#### RECORDS FOR THE TASK:

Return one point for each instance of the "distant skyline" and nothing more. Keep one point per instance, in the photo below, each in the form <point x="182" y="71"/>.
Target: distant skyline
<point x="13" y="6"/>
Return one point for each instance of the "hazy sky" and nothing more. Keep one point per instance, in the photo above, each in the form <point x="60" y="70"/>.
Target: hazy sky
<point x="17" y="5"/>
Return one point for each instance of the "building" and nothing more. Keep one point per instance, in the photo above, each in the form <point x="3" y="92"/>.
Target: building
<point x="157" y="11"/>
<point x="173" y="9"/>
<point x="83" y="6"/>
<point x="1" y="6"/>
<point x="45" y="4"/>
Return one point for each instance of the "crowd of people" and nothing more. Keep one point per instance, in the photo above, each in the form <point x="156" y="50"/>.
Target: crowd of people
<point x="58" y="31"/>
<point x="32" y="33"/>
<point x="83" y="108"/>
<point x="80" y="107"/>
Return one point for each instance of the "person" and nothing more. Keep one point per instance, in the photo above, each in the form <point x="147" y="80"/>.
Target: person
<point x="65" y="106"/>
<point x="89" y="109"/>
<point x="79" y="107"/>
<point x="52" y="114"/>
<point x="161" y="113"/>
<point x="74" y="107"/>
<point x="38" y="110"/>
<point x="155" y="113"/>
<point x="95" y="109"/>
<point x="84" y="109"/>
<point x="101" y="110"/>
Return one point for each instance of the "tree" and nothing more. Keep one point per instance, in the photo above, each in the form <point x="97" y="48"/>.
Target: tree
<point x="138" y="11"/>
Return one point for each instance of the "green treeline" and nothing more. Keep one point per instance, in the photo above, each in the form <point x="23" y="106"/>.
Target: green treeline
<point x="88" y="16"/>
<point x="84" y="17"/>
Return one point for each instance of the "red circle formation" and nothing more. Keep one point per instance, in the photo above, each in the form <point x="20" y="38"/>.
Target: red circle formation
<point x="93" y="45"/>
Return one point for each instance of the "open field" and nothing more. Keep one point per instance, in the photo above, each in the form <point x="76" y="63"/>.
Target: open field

#### TASK GOAL:
Only the lines that contain the string "above" are to be copied from the records.

#### ANSWER FOR THE TASK:
Return one point for each instance of the "hazy sky" and nothing more. Keep one point per instance, in the photo above, each in the form <point x="60" y="70"/>.
Return one point for each instance of the "building" and nothing more. Keep one point per instance, in the photo above, each in the form <point x="3" y="92"/>.
Return one point for each instance of the "crowd of people" and nothing more. Keep one point per instance, in the photo above, each in the form <point x="156" y="50"/>.
Return one point for each instance of the "person" and nothing more. Keep one point per instance, in the photo above, each in the form <point x="147" y="80"/>.
Return one point for each instance of the "tree" and nothing more. Keep one point per instance, in the photo above, each in the form <point x="97" y="48"/>.
Return one point for each instance of the "green treeline" and nothing more. Keep one point per instance, in the photo above, each in the form <point x="23" y="106"/>.
Return one point for each instance of the "red circle formation" and nothing more. Keep one point per instance, in the photo above, each in the form <point x="20" y="38"/>.
Return one point for each instance of the "open field" and nothing more. Keep one point per instance, in the photo above, each in the form <point x="76" y="63"/>.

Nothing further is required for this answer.